- _Short exercise_
Can you output the records below as a two-column CSV with the columns "request" and "reply", one row per request, putting each request's text and its answer in a single quoted field and replacing line breaks with spaces?

Records from a dataset
* Begin *
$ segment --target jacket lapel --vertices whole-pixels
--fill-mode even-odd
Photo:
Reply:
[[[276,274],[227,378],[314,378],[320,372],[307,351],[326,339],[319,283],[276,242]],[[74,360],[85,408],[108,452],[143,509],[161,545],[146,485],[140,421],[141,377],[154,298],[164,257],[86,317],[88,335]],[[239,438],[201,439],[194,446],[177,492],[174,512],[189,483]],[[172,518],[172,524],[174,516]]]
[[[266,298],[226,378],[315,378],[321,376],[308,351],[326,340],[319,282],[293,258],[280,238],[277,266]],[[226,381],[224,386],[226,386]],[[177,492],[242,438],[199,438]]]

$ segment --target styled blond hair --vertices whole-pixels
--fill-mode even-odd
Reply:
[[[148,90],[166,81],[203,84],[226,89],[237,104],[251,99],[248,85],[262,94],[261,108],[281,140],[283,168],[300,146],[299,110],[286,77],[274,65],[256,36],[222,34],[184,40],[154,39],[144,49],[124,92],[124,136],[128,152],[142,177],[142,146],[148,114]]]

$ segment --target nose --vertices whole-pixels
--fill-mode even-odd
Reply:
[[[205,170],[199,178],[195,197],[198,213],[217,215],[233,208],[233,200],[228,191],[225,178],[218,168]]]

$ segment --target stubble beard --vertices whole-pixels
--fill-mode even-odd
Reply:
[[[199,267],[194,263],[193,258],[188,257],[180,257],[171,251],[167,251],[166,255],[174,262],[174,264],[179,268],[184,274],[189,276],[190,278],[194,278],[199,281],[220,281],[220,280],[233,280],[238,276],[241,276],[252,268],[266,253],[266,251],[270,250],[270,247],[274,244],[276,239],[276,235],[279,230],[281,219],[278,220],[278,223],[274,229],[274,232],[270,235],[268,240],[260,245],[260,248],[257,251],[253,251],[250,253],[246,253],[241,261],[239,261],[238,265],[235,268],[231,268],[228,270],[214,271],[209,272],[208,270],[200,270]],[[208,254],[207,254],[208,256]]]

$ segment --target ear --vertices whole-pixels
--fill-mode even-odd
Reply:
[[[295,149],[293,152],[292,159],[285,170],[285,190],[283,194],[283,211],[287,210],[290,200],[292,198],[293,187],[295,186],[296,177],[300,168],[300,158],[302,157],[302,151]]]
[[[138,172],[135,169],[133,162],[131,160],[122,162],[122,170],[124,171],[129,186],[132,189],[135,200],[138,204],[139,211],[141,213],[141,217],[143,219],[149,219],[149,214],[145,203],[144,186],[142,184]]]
* End *
- _Answer below_
request,reply
"$ segment --target jacket lapel --vertices whole-pixels --fill-mode even-odd Photo: Reply:","[[[276,274],[227,378],[314,378],[320,372],[307,351],[326,339],[319,283],[276,242]],[[74,360],[85,408],[108,452],[143,509],[161,545],[146,485],[140,421],[141,377],[154,298],[164,257],[86,317],[88,335]],[[239,438],[201,439],[194,446],[177,492],[174,512],[189,483]],[[172,518],[172,524],[174,516]]] [[[266,298],[226,378],[315,378],[321,376],[308,351],[326,340],[319,282],[293,258],[280,238],[277,266]],[[226,381],[224,386],[226,386]],[[177,492],[242,438],[199,438]]]"
"$ segment --target styled blond hair --vertices whole-pixels --fill-mode even-odd Reply:","[[[148,90],[166,81],[203,84],[226,89],[237,104],[251,99],[248,85],[262,94],[261,108],[281,140],[283,168],[300,146],[299,110],[286,77],[274,65],[256,36],[222,34],[184,40],[154,39],[144,49],[124,92],[124,136],[128,152],[142,177],[142,146],[148,114]]]"
"$ segment --target nose --vertices whole-pixels --fill-mode even-odd Reply:","[[[205,170],[199,178],[195,197],[198,213],[217,215],[233,208],[233,200],[228,191],[225,178],[218,168]]]"
"$ segment --target stubble beard --vertices whole-pixels --fill-mode even-odd Reply:","[[[199,267],[194,263],[193,258],[188,257],[180,257],[171,251],[167,251],[166,255],[174,262],[174,264],[179,268],[184,274],[189,276],[190,278],[194,278],[199,281],[220,281],[220,280],[233,280],[238,276],[241,276],[252,268],[266,253],[266,251],[270,250],[270,247],[274,244],[276,239],[276,235],[279,230],[281,219],[278,220],[278,223],[274,229],[274,232],[270,235],[268,240],[260,245],[260,248],[257,251],[253,251],[250,253],[246,253],[241,261],[239,261],[238,265],[235,268],[231,268],[228,270],[214,271],[209,272],[208,270],[200,270]],[[208,254],[207,254],[208,256]]]"
"$ segment --target ear --vertices whole-pixels --fill-mode even-odd Reply:","[[[295,149],[293,152],[292,159],[285,170],[285,190],[283,194],[283,211],[287,210],[290,200],[292,198],[293,187],[295,186],[296,177],[300,168],[300,158],[302,157],[302,151]]] [[[138,172],[135,169],[133,162],[131,160],[122,162],[122,170],[124,171],[129,186],[132,189],[135,200],[138,204],[139,211],[141,213],[141,217],[143,219],[149,219],[149,214],[145,203],[144,186],[142,184]]]"